SELECTED TEXT:
# changing substrate



## dp12345 (Sep 12, 2010)

Any advise of what substrate to use for my crs tank
thanks
dp


----------



## DetectivePopcorn (Aug 6, 2010)

I've heard alot of really good things about Fulval Shrimp Substrate, and some people talk a lot about ADA but I've never used it.

Anywho the good thing about the Fluval Shrimp Substrate is that it lowers the Ph to a more neutral or acidic PH ; http://gtaaquaria.com/forum/showthread.php?t=18966


----------



## bettaforu (Sep 6, 2009)

use the Fluval Stratum (red bag) as it is very beneficial for CRS and others. I have had several species of my shrimps berried since putting this in the tanks.
including my CRS (which I have NEVER been able to breed before due to high PH) 

Cheaper than ADA (which is hard to find) and better all round.


----------



## DetectivePopcorn (Aug 6, 2010)

Ahhh! You just reminded me!! Two of the CRS at work are berried now!! Muhhaha (they're on this Substrate too )


----------



## bettaforu (Sep 6, 2009)

Hi I just setup another 2 tanks with Fluval stratum and both have cleared in 2 hours. You need to have a hang on the back filter with floss in it to do it this way. Sponge only will not clear the water! Hope this helps.


----------



## Flazky (Jan 9, 2010)

Does anyone else have a ton of biofilm at the surface after using stratum? I seem to have a lot even with a lot of surface agitation.


----------



## CrystalMethShrimp (Apr 27, 2010)

bettaforu said:


> use the Fluval Stratum (red bag) as it is very beneficial for CRS and others. I have had several species of my shrimps berried since putting this in the tanks.
> including my CRS (which I have NEVER been able to breed before due to high PH)
> 
> Cheaper than ADA (which is hard to find) and better all round.


I don't think it's better then ADA.
ADA soil lowers the ph to 6.4 and 4 of my shrimps are berried in it just this week.
It's also cheaper as you can get a 9L bag for $45 in markham.

DATA EXCERPT:
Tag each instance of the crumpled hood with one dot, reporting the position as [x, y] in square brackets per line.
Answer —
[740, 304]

WHAT THE EXERCISE ASKS:
Decide whether each statement below agrees with the substrate thread, answering yes or no and quoting the deciding words of the thread exactly. 1. A poster reports that two new tanks set up with Fluval Stratum cleared in two hours. 2. According to the thread, a sponge filter by itself is enough to clear the water. 3. One reply states that ADA soil lowers the pH to 6.4.

THE REPLY:
1. Yes: "both have cleared in 2 hours"
2. No: "Sponge only will not clear the water!"
3. Yes: "ADA soil lowers the ph to 6.4"